* Your instructions *
Recast the rows in the stretch from the start through the line containing "(251, 112), (384, 215)" as a two-column CSV with the header label_request,boxes. Give one line per row, with its text and its answer each in a single quoted field and any line breaks replaced by spaces.

* Exercise data *
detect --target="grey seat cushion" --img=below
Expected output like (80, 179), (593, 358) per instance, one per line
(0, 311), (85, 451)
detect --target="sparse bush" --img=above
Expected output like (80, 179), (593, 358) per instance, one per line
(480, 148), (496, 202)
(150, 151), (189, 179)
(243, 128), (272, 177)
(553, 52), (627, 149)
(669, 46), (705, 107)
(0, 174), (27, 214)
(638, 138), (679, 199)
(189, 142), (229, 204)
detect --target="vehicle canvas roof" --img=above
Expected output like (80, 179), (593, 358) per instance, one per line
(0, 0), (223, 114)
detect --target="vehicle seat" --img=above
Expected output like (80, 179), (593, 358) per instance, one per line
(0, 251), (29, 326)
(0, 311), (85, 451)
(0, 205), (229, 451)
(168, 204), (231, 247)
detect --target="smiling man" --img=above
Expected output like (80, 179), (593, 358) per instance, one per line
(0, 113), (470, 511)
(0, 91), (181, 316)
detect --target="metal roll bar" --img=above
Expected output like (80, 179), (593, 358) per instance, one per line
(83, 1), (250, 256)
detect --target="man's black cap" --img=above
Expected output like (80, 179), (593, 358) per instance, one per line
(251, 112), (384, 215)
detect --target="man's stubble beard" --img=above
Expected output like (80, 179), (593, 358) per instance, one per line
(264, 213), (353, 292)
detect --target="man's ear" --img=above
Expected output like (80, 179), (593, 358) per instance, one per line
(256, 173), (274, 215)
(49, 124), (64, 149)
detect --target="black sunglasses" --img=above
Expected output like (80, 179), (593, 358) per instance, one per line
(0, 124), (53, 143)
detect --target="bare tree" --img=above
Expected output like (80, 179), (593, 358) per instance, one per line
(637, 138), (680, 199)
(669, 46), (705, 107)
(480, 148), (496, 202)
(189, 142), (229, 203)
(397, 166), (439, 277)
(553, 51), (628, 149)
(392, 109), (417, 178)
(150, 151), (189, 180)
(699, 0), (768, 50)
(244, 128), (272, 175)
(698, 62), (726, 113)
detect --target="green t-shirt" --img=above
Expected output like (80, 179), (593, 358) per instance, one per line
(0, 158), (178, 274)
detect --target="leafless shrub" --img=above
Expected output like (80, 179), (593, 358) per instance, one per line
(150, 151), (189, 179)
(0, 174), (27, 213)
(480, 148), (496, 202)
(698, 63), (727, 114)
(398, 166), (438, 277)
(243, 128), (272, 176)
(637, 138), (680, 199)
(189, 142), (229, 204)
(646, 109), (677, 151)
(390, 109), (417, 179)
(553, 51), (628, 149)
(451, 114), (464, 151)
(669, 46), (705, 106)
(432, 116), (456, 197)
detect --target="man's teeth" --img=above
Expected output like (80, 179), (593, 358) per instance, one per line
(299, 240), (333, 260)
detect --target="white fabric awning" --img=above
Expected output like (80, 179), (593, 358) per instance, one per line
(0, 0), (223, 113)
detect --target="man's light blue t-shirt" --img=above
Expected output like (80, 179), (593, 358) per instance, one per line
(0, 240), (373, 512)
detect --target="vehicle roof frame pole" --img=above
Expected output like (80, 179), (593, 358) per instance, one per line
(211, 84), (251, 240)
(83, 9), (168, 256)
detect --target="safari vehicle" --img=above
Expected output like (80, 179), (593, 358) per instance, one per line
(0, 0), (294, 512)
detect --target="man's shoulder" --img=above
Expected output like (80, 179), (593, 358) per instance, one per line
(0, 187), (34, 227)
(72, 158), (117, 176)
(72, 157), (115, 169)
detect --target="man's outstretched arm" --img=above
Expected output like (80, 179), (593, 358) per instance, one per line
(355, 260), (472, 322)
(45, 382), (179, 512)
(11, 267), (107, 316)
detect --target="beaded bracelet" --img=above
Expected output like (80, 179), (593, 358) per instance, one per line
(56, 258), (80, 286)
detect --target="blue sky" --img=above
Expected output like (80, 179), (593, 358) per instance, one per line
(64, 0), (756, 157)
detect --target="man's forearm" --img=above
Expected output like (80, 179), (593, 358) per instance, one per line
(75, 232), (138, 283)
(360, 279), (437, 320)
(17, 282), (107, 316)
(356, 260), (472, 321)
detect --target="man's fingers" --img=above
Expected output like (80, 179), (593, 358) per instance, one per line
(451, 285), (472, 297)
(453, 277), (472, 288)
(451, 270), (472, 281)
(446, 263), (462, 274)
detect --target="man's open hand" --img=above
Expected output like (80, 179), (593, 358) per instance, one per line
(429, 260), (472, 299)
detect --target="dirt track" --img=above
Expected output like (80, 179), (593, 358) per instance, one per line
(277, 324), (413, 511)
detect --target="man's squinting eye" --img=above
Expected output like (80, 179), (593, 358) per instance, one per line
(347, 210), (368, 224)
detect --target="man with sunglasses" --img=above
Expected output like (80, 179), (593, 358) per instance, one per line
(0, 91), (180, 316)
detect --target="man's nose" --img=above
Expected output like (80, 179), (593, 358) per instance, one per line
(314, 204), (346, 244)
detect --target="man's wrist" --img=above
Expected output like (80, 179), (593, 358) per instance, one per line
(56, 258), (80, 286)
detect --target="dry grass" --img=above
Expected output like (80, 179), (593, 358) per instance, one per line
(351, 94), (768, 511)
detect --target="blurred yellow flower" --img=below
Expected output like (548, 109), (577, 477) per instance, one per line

* Exercise response *
label_request,boxes
"detect --target=""grey seat cushion"" --img=below Expected output like (80, 179), (593, 358) per instance, one per line","(0, 311), (85, 451)"
"detect --target=""sparse bush"" --img=above Expected output like (80, 179), (593, 358) per instance, one per line","(480, 148), (496, 202) (150, 151), (189, 179) (243, 128), (272, 177) (553, 52), (627, 149) (669, 46), (705, 107) (0, 174), (27, 214) (638, 138), (679, 199) (189, 142), (229, 204)"
"detect --target=""vehicle canvas roof"" --img=above Expected output like (80, 179), (593, 358) per instance, one per line","(0, 0), (223, 114)"
"detect --target=""vehicle seat"" --img=above Expected output like (80, 179), (593, 358) per instance, one per line","(0, 251), (29, 326) (0, 311), (85, 451) (0, 205), (229, 451) (168, 204), (231, 247)"
"detect --target=""smiling man"" --img=above Expected output like (80, 179), (593, 358) per instance, one per line","(0, 113), (470, 511) (0, 91), (181, 316)"
"detect --target=""metal roll bar"" --img=above Expected output like (80, 179), (593, 358) per instance, one per line","(83, 1), (250, 256)"
"detect --target=""man's black cap"" --img=above Expected output like (80, 179), (593, 358) per instance, one per line","(251, 112), (384, 215)"